# [EXERCISE TASK]
Pick out every line in the data below that contains the string "surface", and count a line only when the letter case matches.

'''

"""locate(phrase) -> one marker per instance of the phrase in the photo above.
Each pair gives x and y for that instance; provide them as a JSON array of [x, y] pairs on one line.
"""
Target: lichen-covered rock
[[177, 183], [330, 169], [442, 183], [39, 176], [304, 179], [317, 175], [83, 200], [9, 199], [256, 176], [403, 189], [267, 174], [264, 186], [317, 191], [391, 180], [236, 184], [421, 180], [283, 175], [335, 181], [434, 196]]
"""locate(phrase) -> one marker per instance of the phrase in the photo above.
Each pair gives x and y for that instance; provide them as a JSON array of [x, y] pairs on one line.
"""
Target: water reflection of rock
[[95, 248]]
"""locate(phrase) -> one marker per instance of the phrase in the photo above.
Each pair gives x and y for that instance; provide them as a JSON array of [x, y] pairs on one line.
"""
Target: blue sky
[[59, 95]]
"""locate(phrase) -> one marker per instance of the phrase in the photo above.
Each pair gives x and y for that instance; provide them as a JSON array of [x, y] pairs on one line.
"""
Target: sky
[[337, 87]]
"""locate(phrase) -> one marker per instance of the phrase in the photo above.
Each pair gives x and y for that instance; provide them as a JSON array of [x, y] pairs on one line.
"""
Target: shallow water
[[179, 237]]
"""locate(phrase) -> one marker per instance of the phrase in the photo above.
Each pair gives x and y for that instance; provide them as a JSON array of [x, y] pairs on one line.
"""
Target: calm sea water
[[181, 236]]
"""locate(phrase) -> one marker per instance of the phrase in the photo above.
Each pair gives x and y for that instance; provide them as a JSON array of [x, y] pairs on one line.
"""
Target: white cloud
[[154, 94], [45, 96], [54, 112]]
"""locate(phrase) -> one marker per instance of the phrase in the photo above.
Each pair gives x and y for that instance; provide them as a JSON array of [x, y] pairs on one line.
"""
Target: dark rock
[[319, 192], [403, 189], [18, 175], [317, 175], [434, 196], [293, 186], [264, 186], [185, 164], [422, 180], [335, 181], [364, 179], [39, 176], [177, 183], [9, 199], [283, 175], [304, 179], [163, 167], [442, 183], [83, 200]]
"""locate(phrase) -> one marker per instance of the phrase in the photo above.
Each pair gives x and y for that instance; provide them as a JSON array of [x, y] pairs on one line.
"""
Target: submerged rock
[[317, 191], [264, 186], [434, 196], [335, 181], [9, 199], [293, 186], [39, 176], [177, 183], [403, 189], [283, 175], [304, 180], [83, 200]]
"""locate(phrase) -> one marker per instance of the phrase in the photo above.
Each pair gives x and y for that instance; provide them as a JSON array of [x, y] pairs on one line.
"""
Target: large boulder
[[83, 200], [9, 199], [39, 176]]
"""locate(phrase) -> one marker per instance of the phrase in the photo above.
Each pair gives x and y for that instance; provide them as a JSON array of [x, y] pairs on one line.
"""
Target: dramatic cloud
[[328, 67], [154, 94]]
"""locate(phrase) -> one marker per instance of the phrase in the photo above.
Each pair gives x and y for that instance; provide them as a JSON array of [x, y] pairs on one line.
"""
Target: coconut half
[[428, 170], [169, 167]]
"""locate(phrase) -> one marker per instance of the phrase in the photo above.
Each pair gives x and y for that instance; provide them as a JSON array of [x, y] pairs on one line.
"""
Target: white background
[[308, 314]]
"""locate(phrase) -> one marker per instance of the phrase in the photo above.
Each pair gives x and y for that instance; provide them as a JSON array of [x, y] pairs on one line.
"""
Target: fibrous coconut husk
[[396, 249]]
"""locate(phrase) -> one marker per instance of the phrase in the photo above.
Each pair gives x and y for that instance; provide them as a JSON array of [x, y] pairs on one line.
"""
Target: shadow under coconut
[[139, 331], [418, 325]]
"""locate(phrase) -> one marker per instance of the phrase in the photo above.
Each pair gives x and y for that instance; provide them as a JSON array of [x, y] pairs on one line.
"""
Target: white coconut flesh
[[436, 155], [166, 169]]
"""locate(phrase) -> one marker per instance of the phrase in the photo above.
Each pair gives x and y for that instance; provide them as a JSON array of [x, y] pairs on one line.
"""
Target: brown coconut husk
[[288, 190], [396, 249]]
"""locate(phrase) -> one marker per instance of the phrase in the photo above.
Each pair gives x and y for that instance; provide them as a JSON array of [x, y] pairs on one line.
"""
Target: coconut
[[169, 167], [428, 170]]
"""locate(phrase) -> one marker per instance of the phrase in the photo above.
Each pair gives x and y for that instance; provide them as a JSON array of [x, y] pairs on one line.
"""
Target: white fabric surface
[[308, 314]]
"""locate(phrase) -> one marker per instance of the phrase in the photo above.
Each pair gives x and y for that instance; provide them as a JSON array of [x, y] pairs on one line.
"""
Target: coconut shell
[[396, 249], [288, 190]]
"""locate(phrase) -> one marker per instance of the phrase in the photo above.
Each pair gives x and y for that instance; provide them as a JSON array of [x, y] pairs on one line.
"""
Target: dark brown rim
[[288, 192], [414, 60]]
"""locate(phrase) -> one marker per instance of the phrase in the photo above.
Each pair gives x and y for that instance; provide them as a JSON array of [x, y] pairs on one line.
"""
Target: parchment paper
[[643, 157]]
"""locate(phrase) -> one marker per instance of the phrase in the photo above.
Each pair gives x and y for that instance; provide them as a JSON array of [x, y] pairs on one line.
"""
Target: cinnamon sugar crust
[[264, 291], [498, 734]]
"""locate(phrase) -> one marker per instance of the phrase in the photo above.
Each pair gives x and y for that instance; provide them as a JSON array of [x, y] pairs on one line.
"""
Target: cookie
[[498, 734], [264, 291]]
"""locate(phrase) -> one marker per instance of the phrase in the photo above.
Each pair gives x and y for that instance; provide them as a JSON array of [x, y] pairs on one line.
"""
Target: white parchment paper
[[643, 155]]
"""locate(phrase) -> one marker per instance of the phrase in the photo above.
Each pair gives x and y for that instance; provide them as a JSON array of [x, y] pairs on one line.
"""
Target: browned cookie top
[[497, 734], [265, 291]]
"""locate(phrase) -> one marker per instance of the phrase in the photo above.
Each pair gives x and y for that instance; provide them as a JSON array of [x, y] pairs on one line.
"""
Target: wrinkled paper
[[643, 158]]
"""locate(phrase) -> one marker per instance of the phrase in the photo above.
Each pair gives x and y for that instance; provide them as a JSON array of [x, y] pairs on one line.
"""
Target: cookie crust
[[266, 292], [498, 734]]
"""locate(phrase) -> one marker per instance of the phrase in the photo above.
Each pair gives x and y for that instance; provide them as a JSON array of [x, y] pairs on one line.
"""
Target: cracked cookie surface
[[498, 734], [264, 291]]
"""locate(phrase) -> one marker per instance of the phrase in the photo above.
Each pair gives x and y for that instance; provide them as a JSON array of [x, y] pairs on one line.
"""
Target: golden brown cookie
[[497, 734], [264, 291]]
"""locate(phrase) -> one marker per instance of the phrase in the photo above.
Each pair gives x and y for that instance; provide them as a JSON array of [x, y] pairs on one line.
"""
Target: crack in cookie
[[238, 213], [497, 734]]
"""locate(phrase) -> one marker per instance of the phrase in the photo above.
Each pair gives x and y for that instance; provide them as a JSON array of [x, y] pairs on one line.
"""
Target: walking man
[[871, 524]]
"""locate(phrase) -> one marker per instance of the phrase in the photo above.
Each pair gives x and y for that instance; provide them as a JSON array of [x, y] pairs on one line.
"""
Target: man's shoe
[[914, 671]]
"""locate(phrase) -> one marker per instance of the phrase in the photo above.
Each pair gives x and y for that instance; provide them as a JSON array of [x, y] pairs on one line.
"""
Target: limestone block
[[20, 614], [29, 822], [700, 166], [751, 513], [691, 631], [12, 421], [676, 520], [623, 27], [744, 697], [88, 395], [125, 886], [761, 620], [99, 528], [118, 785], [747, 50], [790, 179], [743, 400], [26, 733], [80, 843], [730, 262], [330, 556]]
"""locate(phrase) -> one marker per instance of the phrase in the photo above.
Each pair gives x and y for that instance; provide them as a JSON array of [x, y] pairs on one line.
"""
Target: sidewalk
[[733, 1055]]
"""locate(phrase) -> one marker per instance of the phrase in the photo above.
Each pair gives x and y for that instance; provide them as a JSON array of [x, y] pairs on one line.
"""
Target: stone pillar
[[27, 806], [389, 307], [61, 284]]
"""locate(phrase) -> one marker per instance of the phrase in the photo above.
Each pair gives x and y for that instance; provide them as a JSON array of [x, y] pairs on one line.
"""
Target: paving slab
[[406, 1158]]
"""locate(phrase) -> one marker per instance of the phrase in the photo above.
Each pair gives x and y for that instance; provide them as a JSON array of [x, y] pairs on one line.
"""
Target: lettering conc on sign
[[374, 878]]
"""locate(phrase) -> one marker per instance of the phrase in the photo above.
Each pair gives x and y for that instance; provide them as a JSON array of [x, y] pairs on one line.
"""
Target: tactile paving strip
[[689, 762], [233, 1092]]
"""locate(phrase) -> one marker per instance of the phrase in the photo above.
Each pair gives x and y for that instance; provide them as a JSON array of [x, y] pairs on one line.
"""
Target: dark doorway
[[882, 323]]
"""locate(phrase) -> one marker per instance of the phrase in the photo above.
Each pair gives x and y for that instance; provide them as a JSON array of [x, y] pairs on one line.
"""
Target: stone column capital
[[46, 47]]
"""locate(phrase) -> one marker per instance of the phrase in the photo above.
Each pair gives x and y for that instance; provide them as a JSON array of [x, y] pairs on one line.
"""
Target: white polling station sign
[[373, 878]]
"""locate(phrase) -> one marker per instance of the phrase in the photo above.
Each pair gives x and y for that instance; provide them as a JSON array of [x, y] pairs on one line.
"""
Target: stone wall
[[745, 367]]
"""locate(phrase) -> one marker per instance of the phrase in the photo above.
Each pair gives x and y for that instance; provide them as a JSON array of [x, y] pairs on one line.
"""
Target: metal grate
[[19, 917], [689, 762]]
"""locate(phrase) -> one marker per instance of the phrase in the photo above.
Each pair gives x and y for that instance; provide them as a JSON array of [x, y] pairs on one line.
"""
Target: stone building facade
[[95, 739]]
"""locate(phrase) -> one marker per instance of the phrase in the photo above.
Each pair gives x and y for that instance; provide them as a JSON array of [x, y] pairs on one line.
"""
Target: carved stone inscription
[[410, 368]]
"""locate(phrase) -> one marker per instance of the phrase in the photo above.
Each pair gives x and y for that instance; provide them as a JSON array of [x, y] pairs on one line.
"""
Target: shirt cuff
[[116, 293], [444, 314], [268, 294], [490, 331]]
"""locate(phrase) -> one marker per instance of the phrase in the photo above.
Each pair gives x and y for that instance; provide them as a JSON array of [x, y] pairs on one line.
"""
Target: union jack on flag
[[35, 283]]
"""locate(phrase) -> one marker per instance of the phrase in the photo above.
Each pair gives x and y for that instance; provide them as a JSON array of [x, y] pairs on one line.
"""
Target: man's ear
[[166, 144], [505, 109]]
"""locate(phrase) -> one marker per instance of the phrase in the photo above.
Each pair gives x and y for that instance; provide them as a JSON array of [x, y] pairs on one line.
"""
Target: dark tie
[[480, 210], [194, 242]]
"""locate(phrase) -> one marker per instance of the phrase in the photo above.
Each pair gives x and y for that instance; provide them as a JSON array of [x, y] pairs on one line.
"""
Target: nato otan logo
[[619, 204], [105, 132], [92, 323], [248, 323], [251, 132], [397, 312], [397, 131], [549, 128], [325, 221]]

'''

# [FULL OUTPUT]
Target: white fabric surface
Target: cracked cookie surface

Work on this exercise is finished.